0day_dev/ntpclient-2018_244/docs/HOWTO.md

HowTo
=====

First, a note on typical 1990's and 2000's computer crystals.  They are
truly pathetic.  A "real" crystal oscillator (TCXO) usually has an
initial set error of less than 5 ppm, and variation over time, voltage,
and temperature measured in tenths of a ppm (and an OCXO can reach ±0.3
ppm stability over ten years and 85°C temperature swing).  The devices
used in conventional PC motherboards and single board computers,
however, often have initial set errors up to 150 ppm, and will vary 5
ppm over the course of a day-night cycle in a pseudo-air-conditioned
space.

(Operating systems can sometimes exacerbate the problem.  On some i686
Red Hat 7.3 systems with the clock at 512 Hz, or 953 microseconds per
tick, gives a built in 64 ppm error.  Even the normally exemplary DEC
Alpha has, when run with Linux, a truly awful calibration scheme; Linux
runs it with a nominal ticks per second of 1024, which gives a tick
value of 977, theoretical additional error -448 ppm, actual frequency
observed -443.7 ppm.)

Still, the pattern is clear: the first and largest error of a crystal is
its initial set error.  It is strongly recommended to calibrate each
computer, and store its frequency error in a non-volatile medium, before
attempting anything else with time setting and locking.  While one could
do it in a few seconds using an accurate frequency counter, another way
is shown below using a software-only method with ntpclient and a high
quality NTP server.

To perform the activities described, you need a way to control and
monitor your system's clock -- both its frequency and value.  On Linux,
the kernel API is described in `adjtimex(2)`.  There are at least two
tools that provide shell-level access to this interface, both called
`adjtimex(1)`.

One is written by Steven Dick and Jim Van Zandt, see the adjtimex* files
at http://www.ibiblio.org/pub/Linux/system/admin/time/. It uses long
options, and includes some interesting functionality beyond the basic
exposure of `adjtimex(2)`.

Larry Doolittle wrote the other; it uses short options, and has no
bloat^H^H^H^H^Hextra features.  This version is included with ntpclient
as a standalone version; it is also incorporated into [BusyBox][],
although you may have to select it at compile time, like any other
component.

Fortunately (and not coincidentally) the core functions of the two
adjtimex programs can be used interchangeably, as long as you only use
the short option variant of the Dick/Van Zandt adjtimex.  The options
discussed here are:

    -f    frequency (integer kernel units)
    -o    time offset in microseconds
    -t    kernel tick (microseconds per jiffy)

• • • •

• [REQUIREMENTS]: Update the HowTo passage from "Still, the pattern" up to and including "quality NTP server." by replacing "non-volatile medium" with "persistent file".

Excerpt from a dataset

• • • •

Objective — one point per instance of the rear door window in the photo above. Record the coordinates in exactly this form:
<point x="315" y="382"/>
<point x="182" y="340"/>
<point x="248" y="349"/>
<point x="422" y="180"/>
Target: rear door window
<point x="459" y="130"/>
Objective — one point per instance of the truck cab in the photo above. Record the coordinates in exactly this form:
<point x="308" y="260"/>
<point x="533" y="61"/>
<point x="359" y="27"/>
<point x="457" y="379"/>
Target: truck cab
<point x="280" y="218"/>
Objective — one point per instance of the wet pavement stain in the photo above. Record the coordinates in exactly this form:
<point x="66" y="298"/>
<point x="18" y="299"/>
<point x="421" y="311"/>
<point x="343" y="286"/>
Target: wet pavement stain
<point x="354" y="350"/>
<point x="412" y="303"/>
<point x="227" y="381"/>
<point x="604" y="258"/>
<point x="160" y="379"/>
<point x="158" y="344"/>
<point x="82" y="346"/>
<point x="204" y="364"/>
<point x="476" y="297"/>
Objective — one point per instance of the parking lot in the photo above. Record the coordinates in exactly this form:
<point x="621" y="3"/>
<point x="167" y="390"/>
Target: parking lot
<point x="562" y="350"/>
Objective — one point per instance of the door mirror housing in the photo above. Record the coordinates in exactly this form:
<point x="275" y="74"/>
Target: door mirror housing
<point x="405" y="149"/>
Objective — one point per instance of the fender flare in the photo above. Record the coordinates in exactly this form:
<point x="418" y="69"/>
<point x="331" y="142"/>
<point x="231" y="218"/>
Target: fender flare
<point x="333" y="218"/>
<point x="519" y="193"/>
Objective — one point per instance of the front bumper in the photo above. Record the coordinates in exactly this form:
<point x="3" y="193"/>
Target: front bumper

• • • •

• [ANSWER TO THE TASK]:
Still, the pattern is clear: the first and largest error of a crystal is
its initial set error.  It is strongly recommended to calibrate each
computer, and store its frequency error in a persistent file, before
attempting anything else with time setting and locking.  While one could
do it in a few seconds using an accurate frequency counter, another way
is shown below using a software-only method with ntpclient and a high
quality NTP server.